RE: Expanding a table
Date: Fri, 22 Dec 2017 13:09:07 +0000
Message-ID: <AM5PR0701MB1810015561C185BDB5CC5060E6020_at_AM5PR0701MB1810.eurprd07.prod.outlook.com>
> -----Original Message-----
> From: oracle-l-bounce@freelists.org [mailto:oracle-l-bounce@freelists.org]
> On Behalf Of Mark W. Farnham
> Sent: 21 December 2017 18:43
> To: tim.evdbt_at_gmail.com; 'Oracle-L Freelists' <oracle-l_at_freelists.org>
> Subject: RE: Expanding a table
>
> Tim covered what you asked for really well. (And pre-saged the possibility
> of bumping up the number of Freelists and freelist groups if your
> management is "manual" (which means Freelists and is no less automatic in
> operation than AUTO) as opposed to AUTO (meaning a bitmap pattern
> allocation of using free blocks.)
>
> Now for something completely different: You mentioned this is a data
> conversion using APIs. IF these are APIs your team built, and if you're
> running many copies of this API in simultaneously in serial (a valid use
> of the English word "in parallel") as opposed to trying to get parallelism
> out of row by row processing run with a parallel degree in Oracle,
> THEN if you run each copy of this job into its own scratchpad table in
> serial and when they are full you copy append the rows into the true
> destination one after the other you *SHOULD* avoid all this contention
> completely.
>
> IF even changing the destination table is a challenge to re-code (as
> opposed to what might reasonably be a challenge to re-design row by row to
> be batch), then you can use multiple schema (ie. users in Oracle) to build
> the appropriate scratchpad fragments and simply grant read to the "real"
> application schema to read them for the append mode inserts.
>
> IF all that is suitable, then a cherry on top is if ordering the select
> for the batch insert might have a useful effect grouping data that is read
> together together in blocks. In configurable off the shelf stuff like
> Peoplesoft this is often some internal id for a person or part or general
> ledger combination. Your mileage may vary.
>
> This is NOT what you asked for, but I believe it may be a useful solution
> to your problem, especially if you limit the engineering to the big things
> that need to be migrated and the machine over exercise itself for the
> other things.
>
> One more thing: If even this much change is a problem, if you have many
> tables to migrate, you could also avoid the problem by migrating sets of
> tables (each serial) in parallel. To do that you may need to order the
> loading of tables so that any foreign key required reference checking
> happens exists when needed or disable constraints.

> _Goal 1_:
Answer these questions about the email on expanding a table:
(a) Whose name appears on the "On Behalf Of" line of the original message?
(b) Which configurable off-the-shelf product does the email name?
(c) According to the email, what does AUTO management mean?
> _Goal 2_: Pick out every line of the records that contains the word "black", and copy each one. Case counts.

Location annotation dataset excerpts
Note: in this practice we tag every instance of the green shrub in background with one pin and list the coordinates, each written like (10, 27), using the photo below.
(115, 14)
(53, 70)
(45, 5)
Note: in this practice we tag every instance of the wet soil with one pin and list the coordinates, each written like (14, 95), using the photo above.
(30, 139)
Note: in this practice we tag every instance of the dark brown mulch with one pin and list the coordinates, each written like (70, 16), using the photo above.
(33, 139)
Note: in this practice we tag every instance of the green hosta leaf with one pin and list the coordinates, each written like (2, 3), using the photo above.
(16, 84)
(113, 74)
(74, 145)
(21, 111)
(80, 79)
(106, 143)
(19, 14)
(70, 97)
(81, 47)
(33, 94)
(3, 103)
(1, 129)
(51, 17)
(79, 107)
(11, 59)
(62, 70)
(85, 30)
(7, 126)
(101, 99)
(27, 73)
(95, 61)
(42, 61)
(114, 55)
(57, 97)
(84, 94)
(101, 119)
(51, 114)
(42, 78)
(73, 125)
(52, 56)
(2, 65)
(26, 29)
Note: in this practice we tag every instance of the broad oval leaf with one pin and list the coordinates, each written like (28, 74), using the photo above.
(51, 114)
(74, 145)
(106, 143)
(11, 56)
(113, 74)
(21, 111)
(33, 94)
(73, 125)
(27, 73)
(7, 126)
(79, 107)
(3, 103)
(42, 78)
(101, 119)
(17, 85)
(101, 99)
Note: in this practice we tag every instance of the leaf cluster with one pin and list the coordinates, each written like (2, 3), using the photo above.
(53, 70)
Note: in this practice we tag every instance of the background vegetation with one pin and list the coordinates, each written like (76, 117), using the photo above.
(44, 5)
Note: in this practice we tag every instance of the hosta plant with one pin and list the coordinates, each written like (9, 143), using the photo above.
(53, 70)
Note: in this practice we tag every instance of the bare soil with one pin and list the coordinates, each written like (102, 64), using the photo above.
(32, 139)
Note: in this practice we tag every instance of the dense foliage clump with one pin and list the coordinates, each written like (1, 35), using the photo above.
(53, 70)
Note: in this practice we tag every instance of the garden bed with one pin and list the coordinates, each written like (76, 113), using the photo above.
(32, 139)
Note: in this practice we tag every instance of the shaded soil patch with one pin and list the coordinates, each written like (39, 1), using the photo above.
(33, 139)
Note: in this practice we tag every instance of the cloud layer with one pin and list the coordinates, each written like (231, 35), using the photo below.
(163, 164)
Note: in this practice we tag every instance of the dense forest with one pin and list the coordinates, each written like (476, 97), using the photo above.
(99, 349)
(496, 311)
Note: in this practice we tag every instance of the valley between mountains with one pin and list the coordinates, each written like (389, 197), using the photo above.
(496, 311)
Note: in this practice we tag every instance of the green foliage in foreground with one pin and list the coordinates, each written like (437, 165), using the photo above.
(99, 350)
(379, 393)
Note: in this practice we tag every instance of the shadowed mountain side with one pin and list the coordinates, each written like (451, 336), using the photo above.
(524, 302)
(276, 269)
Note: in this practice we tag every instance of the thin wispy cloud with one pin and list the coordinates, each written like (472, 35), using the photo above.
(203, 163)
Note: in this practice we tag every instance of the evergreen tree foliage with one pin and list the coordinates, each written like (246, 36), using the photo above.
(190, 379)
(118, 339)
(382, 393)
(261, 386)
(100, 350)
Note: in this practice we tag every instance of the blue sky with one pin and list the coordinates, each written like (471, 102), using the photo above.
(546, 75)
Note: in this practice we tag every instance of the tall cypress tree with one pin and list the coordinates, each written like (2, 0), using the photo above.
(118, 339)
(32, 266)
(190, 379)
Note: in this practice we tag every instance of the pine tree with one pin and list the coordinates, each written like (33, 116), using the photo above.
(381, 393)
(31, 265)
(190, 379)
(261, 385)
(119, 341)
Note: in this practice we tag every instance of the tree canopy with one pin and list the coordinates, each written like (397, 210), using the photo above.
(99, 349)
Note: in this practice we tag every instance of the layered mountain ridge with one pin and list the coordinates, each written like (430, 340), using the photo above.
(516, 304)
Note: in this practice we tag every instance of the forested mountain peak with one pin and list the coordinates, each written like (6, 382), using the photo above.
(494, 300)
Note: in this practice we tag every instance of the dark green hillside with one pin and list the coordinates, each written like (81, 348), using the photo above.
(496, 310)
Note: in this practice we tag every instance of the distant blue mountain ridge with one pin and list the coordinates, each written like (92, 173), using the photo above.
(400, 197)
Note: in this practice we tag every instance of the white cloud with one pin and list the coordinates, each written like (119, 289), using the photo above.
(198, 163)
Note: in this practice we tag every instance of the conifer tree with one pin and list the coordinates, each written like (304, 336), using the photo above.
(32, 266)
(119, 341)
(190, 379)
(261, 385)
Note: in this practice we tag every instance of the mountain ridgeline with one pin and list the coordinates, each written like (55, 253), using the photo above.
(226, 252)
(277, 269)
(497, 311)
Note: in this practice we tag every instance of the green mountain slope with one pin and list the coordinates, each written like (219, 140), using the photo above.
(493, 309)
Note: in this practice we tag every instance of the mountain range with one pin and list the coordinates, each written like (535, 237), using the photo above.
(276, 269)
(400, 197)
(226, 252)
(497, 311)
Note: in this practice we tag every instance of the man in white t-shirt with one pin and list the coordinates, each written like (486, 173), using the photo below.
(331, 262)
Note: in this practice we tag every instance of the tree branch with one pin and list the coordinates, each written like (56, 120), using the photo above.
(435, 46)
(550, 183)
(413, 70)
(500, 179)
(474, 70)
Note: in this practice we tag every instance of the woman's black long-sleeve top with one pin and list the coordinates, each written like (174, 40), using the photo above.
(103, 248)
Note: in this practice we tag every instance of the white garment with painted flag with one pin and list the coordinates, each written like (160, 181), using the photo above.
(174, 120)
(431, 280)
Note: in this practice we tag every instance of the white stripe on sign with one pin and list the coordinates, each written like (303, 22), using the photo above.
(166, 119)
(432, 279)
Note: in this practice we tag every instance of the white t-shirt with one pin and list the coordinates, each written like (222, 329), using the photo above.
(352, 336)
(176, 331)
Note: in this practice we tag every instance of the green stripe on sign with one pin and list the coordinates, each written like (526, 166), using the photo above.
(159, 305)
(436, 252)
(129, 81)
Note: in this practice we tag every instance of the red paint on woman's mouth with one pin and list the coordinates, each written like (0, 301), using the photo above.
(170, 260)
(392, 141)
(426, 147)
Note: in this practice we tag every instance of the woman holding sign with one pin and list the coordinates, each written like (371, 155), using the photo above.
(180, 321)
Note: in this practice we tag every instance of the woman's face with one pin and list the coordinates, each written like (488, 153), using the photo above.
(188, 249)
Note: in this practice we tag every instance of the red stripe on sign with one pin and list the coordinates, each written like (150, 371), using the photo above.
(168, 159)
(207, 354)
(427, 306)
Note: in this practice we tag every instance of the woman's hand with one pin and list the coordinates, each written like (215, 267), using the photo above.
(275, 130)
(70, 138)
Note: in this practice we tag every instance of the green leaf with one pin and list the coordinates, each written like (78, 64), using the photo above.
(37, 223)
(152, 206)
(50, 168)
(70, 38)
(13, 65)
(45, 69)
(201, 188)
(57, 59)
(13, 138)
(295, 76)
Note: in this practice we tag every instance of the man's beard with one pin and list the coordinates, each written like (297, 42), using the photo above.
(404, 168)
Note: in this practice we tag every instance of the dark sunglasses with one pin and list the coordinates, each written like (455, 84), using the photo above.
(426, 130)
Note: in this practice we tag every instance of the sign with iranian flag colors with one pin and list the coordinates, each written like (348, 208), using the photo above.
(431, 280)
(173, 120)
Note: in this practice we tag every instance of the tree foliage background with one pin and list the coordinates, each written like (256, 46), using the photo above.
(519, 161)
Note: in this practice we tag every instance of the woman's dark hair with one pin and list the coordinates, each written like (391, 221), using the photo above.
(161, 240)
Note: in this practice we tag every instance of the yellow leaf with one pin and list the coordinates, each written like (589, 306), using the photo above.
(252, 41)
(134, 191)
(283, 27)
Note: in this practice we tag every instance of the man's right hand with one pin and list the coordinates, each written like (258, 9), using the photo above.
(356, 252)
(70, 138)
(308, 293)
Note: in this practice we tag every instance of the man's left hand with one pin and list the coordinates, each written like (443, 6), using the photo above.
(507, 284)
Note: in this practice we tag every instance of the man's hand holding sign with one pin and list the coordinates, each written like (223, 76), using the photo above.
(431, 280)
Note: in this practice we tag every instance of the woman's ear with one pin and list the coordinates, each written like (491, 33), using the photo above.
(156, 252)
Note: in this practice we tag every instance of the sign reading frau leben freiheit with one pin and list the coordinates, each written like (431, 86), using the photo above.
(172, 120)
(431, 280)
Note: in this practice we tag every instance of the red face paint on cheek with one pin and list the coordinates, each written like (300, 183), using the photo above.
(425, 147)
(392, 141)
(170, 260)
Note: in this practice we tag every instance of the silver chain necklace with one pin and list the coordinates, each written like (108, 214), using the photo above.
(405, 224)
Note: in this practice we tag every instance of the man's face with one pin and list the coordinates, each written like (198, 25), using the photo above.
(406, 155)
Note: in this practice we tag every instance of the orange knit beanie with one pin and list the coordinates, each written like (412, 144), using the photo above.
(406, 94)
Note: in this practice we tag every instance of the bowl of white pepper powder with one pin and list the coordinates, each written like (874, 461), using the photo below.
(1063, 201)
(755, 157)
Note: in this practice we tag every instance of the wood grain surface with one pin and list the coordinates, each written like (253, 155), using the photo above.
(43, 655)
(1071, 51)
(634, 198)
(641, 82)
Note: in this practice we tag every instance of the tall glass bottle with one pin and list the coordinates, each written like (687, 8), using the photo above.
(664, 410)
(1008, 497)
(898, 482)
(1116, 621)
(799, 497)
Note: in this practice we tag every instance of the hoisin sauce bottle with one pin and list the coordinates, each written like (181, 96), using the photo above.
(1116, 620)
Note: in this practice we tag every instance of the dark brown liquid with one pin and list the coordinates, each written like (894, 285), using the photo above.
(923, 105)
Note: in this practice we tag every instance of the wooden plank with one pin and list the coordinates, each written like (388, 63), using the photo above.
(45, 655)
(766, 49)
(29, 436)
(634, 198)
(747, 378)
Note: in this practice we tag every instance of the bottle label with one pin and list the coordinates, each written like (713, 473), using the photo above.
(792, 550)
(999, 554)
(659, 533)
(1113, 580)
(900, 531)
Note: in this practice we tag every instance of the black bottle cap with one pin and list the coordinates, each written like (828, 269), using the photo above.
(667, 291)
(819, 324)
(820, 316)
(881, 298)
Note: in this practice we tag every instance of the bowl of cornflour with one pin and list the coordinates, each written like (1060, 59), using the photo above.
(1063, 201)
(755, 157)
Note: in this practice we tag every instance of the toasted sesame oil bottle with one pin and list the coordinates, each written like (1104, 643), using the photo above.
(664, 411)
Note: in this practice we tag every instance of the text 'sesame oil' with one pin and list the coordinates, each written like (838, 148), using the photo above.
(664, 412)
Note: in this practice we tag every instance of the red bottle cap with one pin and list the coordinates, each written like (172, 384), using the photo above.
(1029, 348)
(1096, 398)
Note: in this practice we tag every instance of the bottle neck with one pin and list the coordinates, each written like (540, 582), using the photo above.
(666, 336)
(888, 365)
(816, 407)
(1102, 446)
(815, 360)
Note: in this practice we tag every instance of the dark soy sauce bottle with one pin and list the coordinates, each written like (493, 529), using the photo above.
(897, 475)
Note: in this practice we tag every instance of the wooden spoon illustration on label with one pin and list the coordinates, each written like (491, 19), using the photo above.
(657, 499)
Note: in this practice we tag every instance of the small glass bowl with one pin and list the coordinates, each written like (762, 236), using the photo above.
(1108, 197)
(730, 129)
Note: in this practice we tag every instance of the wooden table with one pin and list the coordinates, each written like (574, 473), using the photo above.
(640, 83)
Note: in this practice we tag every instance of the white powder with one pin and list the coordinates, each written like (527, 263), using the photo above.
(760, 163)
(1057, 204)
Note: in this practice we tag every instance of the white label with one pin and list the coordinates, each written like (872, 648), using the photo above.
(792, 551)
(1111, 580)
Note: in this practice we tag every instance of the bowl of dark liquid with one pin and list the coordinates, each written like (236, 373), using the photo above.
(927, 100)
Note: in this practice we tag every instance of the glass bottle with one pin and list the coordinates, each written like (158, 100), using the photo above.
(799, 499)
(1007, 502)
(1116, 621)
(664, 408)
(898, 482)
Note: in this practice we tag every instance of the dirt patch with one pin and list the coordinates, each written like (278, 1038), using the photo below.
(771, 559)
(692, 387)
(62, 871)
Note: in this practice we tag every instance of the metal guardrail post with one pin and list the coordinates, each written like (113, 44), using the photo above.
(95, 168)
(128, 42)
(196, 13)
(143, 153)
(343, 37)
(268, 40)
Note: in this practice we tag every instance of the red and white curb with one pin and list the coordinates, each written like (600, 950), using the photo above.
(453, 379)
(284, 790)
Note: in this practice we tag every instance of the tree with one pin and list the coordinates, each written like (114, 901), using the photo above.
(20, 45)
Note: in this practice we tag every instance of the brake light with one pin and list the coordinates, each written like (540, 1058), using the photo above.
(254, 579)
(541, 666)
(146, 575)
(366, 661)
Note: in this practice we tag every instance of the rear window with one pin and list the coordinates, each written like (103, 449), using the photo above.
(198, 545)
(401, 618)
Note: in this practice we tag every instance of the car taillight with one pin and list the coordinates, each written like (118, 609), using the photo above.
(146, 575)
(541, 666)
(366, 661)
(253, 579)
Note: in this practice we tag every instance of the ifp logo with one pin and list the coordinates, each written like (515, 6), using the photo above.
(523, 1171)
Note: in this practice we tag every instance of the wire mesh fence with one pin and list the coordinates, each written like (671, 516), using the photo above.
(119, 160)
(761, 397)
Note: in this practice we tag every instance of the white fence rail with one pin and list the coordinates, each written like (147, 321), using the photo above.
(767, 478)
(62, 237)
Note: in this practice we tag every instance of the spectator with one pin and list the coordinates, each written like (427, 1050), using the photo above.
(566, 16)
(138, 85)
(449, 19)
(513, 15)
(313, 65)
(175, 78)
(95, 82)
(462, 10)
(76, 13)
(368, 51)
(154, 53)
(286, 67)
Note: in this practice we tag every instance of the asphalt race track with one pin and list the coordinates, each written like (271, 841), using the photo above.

> _Task result 1_:
(a) Mark W. Farnham
(b) Peoplesoft
(c) A bitmap pattern allocation of using free blocks

> _Task result 2_:
Note: in this practice we tag every instance of the woman's black long-sleeve top with one pin and list the coordinates, each written like (174, 40), using the photo above.
Note: in this practice we tag every instance of the black bottle cap with one pin and list the coordinates, each written like (828, 269), using the photo above.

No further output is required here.